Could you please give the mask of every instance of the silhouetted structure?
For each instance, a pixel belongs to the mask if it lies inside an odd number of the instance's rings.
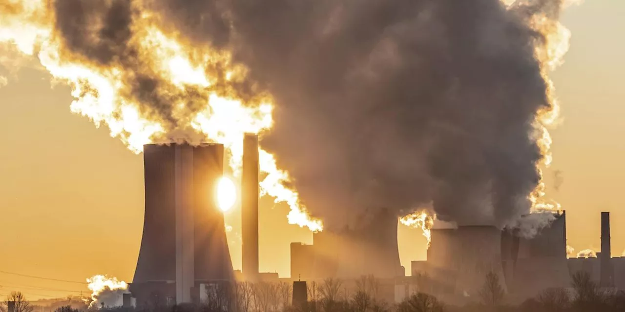
[[[200,285],[232,280],[215,198],[223,155],[221,144],[144,147],[145,218],[130,287],[138,305],[197,301]]]
[[[312,278],[314,246],[301,243],[291,243],[291,278],[308,280]]]
[[[599,285],[602,287],[614,286],[614,269],[612,265],[612,248],[610,241],[610,213],[601,213],[601,263]]]
[[[242,266],[248,280],[258,276],[258,135],[243,139],[241,178]]]
[[[397,230],[398,217],[381,208],[365,212],[352,228],[328,229],[313,234],[312,276],[404,276],[399,262]]]

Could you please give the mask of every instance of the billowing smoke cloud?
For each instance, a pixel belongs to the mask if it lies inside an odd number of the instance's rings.
[[[585,249],[578,253],[578,258],[597,258],[597,253],[592,249]]]
[[[88,288],[92,291],[89,307],[96,308],[120,307],[124,305],[124,294],[130,293],[128,285],[117,278],[94,275],[87,279]]]
[[[503,226],[542,189],[541,115],[554,105],[546,73],[566,52],[553,44],[568,39],[553,36],[562,6],[56,0],[54,32],[71,58],[123,69],[124,98],[166,133],[187,133],[206,99],[146,64],[153,58],[136,39],[151,36],[146,16],[190,47],[231,52],[246,78],[228,80],[218,58],[204,68],[216,82],[203,87],[249,105],[271,94],[275,124],[262,145],[331,227],[371,208],[404,215],[424,206],[439,220]]]
[[[551,104],[531,24],[561,4],[241,1],[229,14],[237,56],[277,100],[263,145],[328,225],[430,202],[441,220],[502,225],[541,180],[535,124]]]

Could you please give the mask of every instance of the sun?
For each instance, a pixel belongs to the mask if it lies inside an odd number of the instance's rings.
[[[228,177],[222,177],[217,184],[217,203],[222,212],[227,212],[236,202],[236,187]]]

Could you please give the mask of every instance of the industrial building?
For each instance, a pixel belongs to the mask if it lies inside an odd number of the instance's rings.
[[[291,276],[311,279],[380,278],[403,276],[398,248],[398,217],[388,209],[365,212],[352,228],[328,230],[312,235],[312,245],[291,246]]]
[[[427,260],[412,261],[412,275],[427,278],[421,291],[450,301],[479,295],[489,272],[499,276],[513,300],[546,288],[569,288],[579,271],[588,272],[602,287],[625,289],[625,258],[609,256],[609,213],[601,215],[602,251],[596,258],[567,259],[566,212],[554,217],[549,227],[531,238],[514,228],[433,228]]]
[[[144,147],[145,217],[130,291],[137,305],[198,302],[201,290],[233,280],[215,198],[221,144]]]
[[[215,195],[223,175],[220,144],[144,147],[145,218],[129,290],[138,306],[199,303],[236,280],[278,281],[259,271],[258,137],[246,135],[241,180],[242,270],[232,270],[224,217]],[[291,245],[291,280],[338,278],[345,291],[362,276],[379,282],[379,298],[399,302],[424,291],[450,302],[479,295],[484,278],[499,277],[509,298],[522,300],[548,288],[567,288],[576,272],[603,287],[625,289],[625,257],[611,258],[609,214],[602,213],[598,258],[567,259],[566,215],[532,238],[518,229],[472,225],[431,230],[427,260],[399,261],[398,216],[369,209],[351,227],[313,234],[313,243]],[[415,278],[416,277],[416,278]],[[427,278],[425,278],[426,277]]]

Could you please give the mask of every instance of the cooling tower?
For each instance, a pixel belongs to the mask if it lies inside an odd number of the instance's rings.
[[[519,238],[511,291],[531,297],[548,288],[571,285],[566,259],[566,214],[556,220],[533,238]]]
[[[352,228],[313,235],[315,278],[404,276],[398,247],[398,217],[388,209],[368,210]]]
[[[404,276],[398,247],[398,217],[388,209],[369,210],[352,230],[339,235],[337,276]]]
[[[434,291],[478,296],[486,275],[497,275],[506,289],[501,265],[501,231],[491,226],[432,229],[428,274]]]
[[[248,280],[258,276],[258,135],[243,139],[241,177],[241,236],[243,274]]]
[[[193,301],[200,284],[232,280],[215,198],[223,154],[221,144],[144,147],[145,218],[131,285],[139,305]]]

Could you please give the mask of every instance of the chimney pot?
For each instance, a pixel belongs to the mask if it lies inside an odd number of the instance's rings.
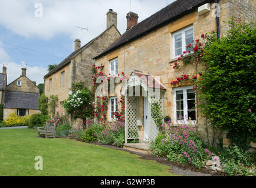
[[[127,13],[127,14],[126,15],[126,19],[127,19],[126,31],[129,30],[134,25],[138,24],[138,18],[139,18],[139,16],[137,14],[134,13],[133,12],[130,12]]]
[[[111,26],[112,25],[117,27],[117,13],[110,9],[107,12],[107,29]]]
[[[6,74],[6,70],[7,70],[6,67],[3,66],[3,74],[5,74],[5,75]]]
[[[79,39],[75,40],[75,51],[81,48],[81,41]]]
[[[26,76],[27,68],[21,69],[21,76]]]

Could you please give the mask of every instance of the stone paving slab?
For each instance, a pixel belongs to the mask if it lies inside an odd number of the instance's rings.
[[[28,126],[22,126],[19,127],[1,127],[1,129],[27,129],[28,127]]]

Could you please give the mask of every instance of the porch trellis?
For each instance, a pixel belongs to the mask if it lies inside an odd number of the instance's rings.
[[[139,138],[138,127],[137,126],[137,101],[136,97],[129,97],[127,101],[127,139]]]

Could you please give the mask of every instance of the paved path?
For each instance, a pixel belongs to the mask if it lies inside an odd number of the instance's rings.
[[[1,127],[1,128],[0,128],[0,130],[1,130],[1,129],[27,129],[27,127],[28,127],[28,126],[19,126],[19,127]]]

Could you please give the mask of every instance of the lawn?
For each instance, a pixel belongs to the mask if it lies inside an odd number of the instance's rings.
[[[36,170],[35,157],[43,159]],[[0,130],[0,176],[175,176],[170,166],[124,151],[69,139],[38,137],[35,130]]]

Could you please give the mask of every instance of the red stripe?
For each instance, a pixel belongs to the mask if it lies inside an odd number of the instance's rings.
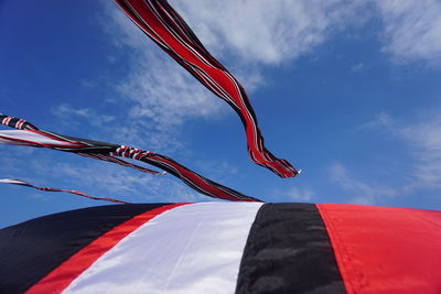
[[[441,211],[316,206],[348,294],[441,293]]]
[[[85,270],[87,270],[98,258],[109,251],[129,233],[131,233],[155,216],[183,205],[187,204],[183,203],[165,205],[138,215],[125,221],[123,224],[112,228],[111,230],[93,241],[90,244],[72,255],[68,260],[63,262],[58,268],[56,268],[50,274],[40,280],[25,293],[61,293],[76,277],[78,277]]]

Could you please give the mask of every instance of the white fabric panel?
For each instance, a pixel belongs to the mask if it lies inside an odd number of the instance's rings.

• [PROBLEM DESCRIPTION] Turn the listing, from its first line through the line containing "[[[242,266],[248,280],[258,276],[258,135],[243,139],[241,178]]]", into a JSON list of strings with one string per line. Skip blank lines and leave out any pictures.

• [EXERCISE RESULT]
[
  "Could you please give the mask of every instance of the silhouetted structure?",
  "For each instance, a pixel belongs to the mask if it lies inside an odd number of the instance's rings.",
  "[[[200,285],[232,280],[215,198],[223,155],[221,144],[144,147],[145,218],[130,287],[138,305],[197,301]]]",
  "[[[312,278],[314,246],[301,243],[291,243],[291,278],[308,280]]]",
  "[[[599,285],[602,287],[614,286],[614,269],[612,265],[612,248],[610,241],[610,213],[601,213],[601,263]]]",
  "[[[242,266],[248,280],[258,276],[258,135],[243,139],[241,178]]]"
]